## Problem description
Rewrite the lines below with every "endpoint" changed to "service" and nothing else altered, leaving the pictures out.

## Recorded information
========================

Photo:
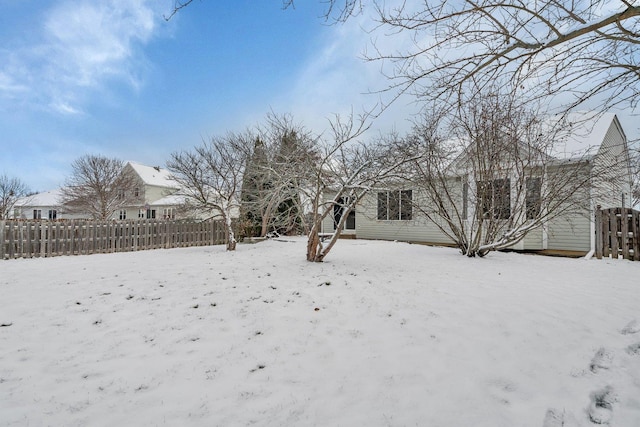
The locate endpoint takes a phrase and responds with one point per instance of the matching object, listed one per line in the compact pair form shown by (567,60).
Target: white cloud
(338,80)
(83,45)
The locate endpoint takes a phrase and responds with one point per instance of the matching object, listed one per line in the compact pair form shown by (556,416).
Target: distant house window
(494,198)
(533,197)
(395,205)
(168,213)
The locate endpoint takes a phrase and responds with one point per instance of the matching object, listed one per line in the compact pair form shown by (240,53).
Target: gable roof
(579,134)
(154,175)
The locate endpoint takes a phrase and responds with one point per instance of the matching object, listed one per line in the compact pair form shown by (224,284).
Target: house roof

========================

## Output for this exercise
Photo:
The locate service takes a phrase and responds with one point per instance of the matching object, listed one per line in the compact pair form shown by (567,60).
Target: white cloud
(338,80)
(83,45)
The locate service takes a phrase and responds with one point per instance of the matching object, listed one per line in the compact pair form shown by (556,416).
Target: distant house window
(494,198)
(533,197)
(395,205)
(168,213)
The locate service takes a phrase and responds with one point per instance of the matching object, listed one per line in the compact pair form shown by (240,53).
Target: gable roof
(579,134)
(154,175)
The locate service takes a phrase and responds with one point per instance of the matching object, listed one per line in the compact pair form shown by (224,284).
Target: house roof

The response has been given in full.